** begin Input data **

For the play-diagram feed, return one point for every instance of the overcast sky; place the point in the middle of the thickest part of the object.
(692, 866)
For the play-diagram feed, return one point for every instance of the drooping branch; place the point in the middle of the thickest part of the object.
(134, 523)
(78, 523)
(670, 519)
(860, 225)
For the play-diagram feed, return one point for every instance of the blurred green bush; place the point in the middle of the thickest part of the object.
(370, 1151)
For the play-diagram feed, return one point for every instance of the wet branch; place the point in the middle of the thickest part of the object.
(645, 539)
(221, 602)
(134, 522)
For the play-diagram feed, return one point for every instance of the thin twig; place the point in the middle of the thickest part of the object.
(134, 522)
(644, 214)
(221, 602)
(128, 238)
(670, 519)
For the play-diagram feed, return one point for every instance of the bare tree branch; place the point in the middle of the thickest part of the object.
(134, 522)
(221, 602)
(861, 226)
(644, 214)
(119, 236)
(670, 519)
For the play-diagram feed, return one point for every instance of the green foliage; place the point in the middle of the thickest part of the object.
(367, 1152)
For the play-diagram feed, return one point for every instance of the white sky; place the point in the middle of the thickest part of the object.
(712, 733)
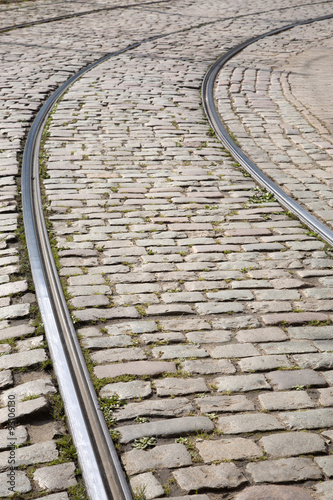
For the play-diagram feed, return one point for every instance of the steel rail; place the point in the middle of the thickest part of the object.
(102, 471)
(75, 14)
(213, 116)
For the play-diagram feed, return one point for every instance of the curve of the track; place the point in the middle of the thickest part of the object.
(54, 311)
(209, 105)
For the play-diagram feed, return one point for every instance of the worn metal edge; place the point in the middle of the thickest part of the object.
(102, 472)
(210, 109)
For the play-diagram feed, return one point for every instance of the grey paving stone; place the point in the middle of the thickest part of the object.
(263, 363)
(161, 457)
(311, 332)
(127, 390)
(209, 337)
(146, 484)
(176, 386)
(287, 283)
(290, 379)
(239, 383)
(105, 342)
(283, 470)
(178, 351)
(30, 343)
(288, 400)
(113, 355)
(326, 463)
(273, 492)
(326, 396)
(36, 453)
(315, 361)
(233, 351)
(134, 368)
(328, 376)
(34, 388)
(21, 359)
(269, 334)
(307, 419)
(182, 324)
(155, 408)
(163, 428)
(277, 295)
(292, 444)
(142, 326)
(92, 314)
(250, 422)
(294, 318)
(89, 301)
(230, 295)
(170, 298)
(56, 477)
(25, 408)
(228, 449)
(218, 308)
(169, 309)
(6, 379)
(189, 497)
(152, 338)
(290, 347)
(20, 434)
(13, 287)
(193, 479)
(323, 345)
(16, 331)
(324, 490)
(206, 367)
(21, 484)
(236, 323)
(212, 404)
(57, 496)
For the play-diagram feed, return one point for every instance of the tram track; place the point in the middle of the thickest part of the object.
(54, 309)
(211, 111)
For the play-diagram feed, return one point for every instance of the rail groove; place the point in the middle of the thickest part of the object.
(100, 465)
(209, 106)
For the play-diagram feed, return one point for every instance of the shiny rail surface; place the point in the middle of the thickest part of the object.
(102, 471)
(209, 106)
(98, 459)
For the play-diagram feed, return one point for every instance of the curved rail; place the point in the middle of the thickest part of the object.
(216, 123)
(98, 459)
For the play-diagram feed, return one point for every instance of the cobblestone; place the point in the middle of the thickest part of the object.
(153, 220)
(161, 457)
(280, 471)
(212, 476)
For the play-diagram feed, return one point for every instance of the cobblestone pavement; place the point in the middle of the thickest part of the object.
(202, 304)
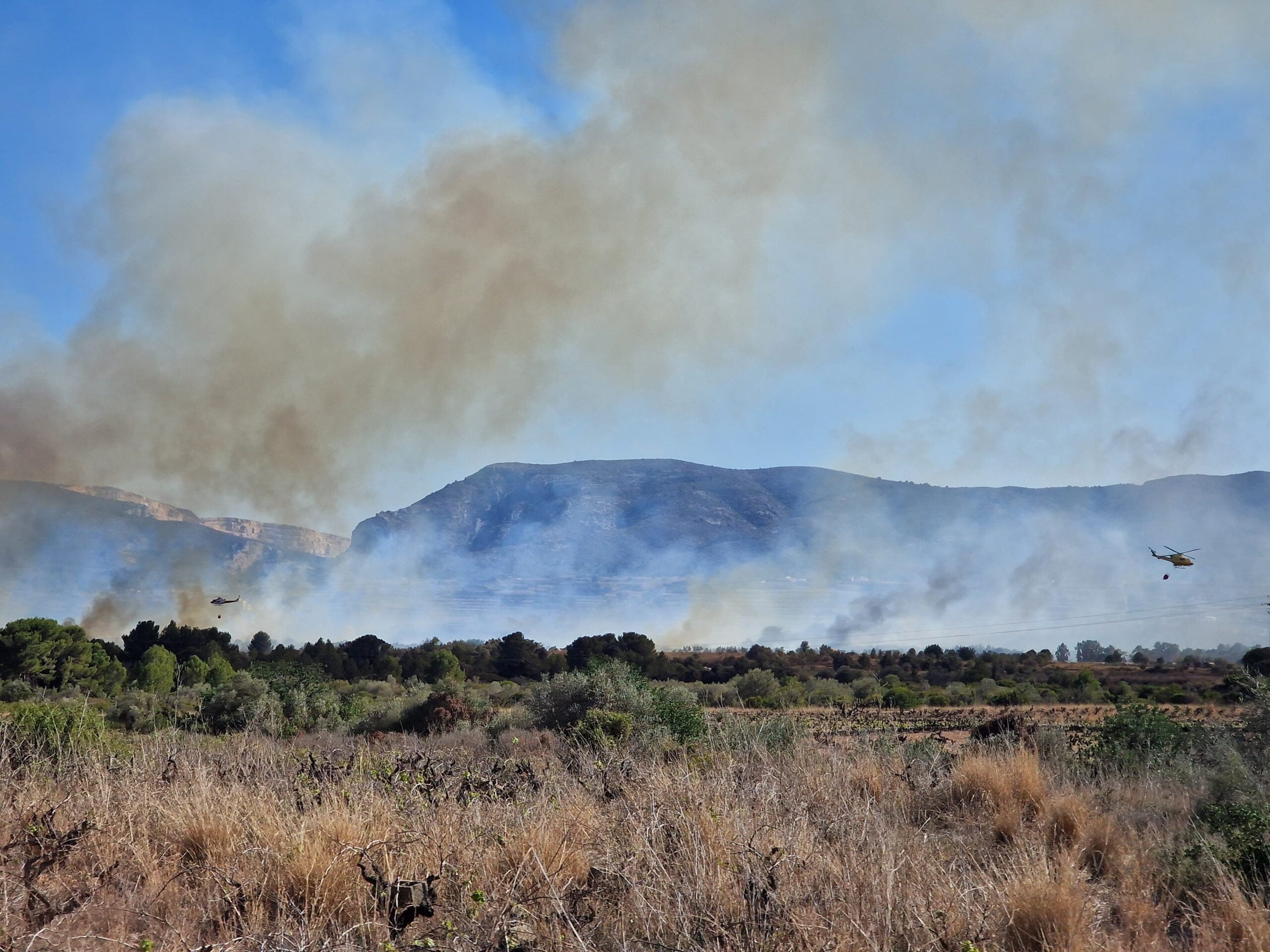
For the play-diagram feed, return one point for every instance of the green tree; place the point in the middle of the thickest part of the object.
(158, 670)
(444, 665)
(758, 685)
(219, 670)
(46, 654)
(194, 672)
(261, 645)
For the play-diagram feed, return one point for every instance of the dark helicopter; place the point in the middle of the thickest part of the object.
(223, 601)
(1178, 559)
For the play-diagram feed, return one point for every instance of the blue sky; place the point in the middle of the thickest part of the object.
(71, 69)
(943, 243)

** end Input data **
** begin Input data **

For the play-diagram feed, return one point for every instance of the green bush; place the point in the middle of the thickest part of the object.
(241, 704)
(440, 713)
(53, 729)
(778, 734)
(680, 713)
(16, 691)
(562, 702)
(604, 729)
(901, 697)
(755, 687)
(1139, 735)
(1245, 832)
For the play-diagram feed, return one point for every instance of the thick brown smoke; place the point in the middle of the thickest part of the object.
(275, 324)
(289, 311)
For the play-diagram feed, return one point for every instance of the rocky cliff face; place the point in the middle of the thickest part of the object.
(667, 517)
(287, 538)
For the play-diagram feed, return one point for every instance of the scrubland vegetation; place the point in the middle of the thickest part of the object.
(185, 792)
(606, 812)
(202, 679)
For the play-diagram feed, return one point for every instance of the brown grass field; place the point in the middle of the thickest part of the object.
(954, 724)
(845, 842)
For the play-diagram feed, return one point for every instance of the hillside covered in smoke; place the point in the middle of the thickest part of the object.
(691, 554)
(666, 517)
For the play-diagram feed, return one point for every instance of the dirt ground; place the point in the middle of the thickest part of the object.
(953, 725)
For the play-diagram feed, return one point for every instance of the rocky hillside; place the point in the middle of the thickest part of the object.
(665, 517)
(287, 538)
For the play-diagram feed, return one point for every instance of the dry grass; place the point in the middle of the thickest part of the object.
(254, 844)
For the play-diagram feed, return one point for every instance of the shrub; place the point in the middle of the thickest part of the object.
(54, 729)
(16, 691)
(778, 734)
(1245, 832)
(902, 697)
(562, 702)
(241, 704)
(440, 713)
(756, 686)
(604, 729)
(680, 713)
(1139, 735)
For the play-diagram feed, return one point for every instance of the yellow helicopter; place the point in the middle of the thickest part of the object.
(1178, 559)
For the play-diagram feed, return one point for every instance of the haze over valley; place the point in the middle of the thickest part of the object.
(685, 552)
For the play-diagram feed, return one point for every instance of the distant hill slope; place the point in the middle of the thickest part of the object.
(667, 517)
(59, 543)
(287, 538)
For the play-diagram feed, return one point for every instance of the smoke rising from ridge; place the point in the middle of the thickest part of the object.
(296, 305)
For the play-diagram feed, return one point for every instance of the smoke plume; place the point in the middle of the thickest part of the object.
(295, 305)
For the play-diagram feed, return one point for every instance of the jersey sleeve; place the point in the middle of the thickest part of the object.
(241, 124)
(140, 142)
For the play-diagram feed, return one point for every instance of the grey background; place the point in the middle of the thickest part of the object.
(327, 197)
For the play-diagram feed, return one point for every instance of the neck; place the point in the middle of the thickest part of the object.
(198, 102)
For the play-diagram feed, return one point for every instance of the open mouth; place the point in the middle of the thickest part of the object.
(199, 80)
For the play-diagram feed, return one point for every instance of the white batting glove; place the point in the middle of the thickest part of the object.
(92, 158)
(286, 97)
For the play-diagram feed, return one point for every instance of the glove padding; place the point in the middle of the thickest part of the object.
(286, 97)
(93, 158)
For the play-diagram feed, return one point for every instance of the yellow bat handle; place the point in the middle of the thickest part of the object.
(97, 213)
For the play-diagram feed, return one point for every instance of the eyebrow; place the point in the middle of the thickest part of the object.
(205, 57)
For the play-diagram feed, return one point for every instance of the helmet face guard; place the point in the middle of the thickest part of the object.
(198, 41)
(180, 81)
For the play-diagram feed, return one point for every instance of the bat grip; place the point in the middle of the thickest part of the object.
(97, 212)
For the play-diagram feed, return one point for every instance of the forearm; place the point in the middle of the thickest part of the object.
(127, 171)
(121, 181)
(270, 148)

** end Input data **

Report every row above that contains the word "yellow", copying each such row in full. Case counts, so only matches with the same capitalization qualify.

For the play-diagram feed, return one point for every instance of the yellow helicopter; place the point in the middle of the thickest part of the object.
For the play-diagram feed, return one point for every instance of the yellow bat handle; place the point in the middle of the thickest part of the object.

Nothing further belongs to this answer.